Archive for the ‘Mature’ Category

What do you want your PLE to be able to do?

June 29th, 2008 by Graham Attwell

I am working on a couple of new papers on Personal Learning Environments. And getting asked by developers what we want them to produce as a PLE. Nota n easy question – in fact I am not sure it is the right question! But here are a few things I think I want my PLE to be able to do.

Access / search

One of the major things we use computers for learning for is accessing and searching information and knowledge. Whilst Google has greatly improved searching it is far form perfect. We need to be able to search inside documents in a way we cannot at the moment. And of course we need to be able to access and search our own computers and possibly those of our peer network. We need to be able to search inside audio and video, which is as yet problematic. And perhaps most importantly we need to be able to find people. Accessing and searching poses many challenges for developers. At present at a relatively simple level of educational repositories we are uncertain as to whether federated search or harvesting offers the best approach.
Aggregate and scaffold
A second use of a Personal Learning Environment could be for aggregating the outcomes of our activity – be it searches for documents, or other media, be it people or be it our own work. Aggregation is more than simply producing a database or of ‘learning objects’. Aggregation should allow us to bring information and knowledge together in a meaningful way. At the same time such a process of aggregation should assist us in scaffolding our knowledge, both in terms of growing on existing knowledge but also in terms of compromising what we know to accommodate the new.

Manipulate
Another possible use of a Personal Learning Environment is to manipulate or rearrange knowledge artefacts. This could be at the simple level of editing text or adding a note or tag. However with the use of different forms of media it may involve more extensive repurposing of such objects. Such repurposing may be for use within a personal knowledge base or may be for (re) publishing or sharing with others.

Another reason for manipulating media artefacts may be to render them usable within different environments and contexts.
Analyse
A PLE should be a place to analyse knowledge. This might involve the use of different tools. Alternatively, or additionally, it might involve the functionality to render information, knowledge and data in forms to allow analysis. It might also include the functionality to share and collaborate in analyses and to compare the results of such analysis with the research of others.
Store
A simple and obvious function for a PLE is to store data and artefacts. However, that storage function may not be so easy as at first thought with an increasing use of different storage media including external drives and web storage. Whilst some data and artefacts may be stored in a personal repository it may be that others will be stored within shared areas.
Reflect
Reflection is a central activity in developing learning. Reflection is particularly critical in an information rich (or information overload) environment. Reflection involves questioning, challenging and seeking clarification and forming and defending opinions and supporting or challenging the opinions of others. A PLE could provide (micro) tools for supporting these processes.

> Data excerpts:
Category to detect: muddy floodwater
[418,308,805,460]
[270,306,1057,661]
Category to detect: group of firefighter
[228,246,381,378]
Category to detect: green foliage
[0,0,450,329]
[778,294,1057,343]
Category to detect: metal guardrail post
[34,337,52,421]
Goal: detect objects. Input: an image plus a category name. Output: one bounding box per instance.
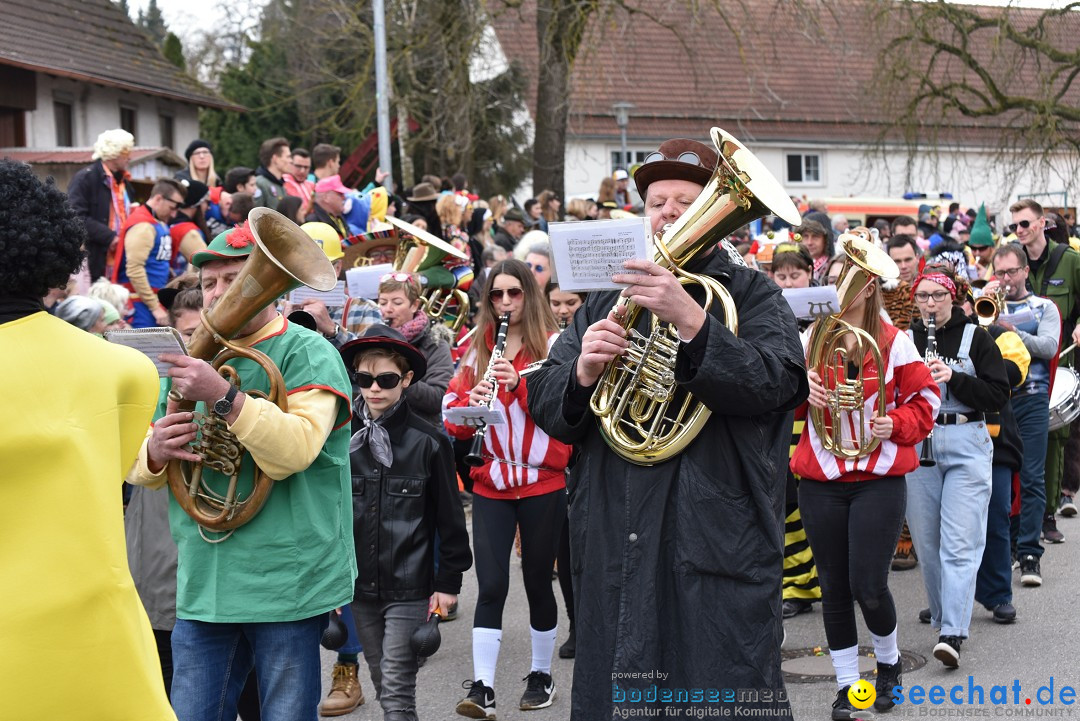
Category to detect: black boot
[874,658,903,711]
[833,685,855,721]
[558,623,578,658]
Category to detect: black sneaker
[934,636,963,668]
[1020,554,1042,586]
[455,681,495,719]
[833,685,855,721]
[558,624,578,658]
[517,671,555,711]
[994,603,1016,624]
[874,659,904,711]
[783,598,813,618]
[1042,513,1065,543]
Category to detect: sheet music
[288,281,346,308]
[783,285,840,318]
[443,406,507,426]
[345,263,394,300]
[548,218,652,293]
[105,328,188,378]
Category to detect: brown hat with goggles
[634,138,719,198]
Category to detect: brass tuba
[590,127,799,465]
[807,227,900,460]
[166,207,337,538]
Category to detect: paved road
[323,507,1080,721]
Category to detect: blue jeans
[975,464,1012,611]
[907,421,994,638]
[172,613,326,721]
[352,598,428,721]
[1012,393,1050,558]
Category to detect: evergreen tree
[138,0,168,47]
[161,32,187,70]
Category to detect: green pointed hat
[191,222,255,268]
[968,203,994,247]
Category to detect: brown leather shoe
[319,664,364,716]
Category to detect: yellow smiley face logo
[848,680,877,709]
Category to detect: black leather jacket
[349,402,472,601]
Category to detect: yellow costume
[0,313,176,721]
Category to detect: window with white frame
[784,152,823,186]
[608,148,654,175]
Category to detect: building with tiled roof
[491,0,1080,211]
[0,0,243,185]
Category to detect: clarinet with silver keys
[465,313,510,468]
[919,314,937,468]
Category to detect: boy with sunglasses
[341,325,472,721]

...

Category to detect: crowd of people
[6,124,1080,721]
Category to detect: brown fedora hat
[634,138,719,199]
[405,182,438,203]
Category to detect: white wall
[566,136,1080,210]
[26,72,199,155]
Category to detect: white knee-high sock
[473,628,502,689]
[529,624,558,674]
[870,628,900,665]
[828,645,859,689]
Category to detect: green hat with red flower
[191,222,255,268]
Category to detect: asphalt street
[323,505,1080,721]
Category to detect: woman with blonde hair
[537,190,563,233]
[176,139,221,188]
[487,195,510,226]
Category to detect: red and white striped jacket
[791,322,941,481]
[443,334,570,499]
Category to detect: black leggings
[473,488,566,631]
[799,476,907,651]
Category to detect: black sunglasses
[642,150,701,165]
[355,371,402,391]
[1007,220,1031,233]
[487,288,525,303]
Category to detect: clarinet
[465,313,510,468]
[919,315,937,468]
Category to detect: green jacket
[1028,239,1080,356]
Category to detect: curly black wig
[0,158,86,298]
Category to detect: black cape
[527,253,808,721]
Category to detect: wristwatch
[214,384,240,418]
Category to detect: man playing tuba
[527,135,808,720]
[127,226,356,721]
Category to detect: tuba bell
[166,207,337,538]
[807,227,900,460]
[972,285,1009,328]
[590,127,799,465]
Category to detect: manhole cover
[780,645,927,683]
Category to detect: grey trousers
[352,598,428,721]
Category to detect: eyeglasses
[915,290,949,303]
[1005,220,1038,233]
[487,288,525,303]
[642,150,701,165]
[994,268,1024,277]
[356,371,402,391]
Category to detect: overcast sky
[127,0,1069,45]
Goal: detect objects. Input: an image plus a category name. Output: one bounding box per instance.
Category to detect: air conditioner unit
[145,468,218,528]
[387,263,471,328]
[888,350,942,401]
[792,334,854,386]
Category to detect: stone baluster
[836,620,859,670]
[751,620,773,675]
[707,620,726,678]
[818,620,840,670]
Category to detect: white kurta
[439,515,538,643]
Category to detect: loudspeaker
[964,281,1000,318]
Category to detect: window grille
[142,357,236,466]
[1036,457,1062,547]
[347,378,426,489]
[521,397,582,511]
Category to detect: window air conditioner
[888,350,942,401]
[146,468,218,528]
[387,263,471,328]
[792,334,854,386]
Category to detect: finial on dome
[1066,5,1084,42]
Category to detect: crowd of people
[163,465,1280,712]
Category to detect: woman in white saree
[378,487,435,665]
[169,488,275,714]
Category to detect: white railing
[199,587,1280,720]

> Instructions to follow:
In the post about Personal Learning Environments, which two approaches for educational repositories does the writer say are still uncertain as the best one?

> Response to this exercise:
Federated search and harvesting.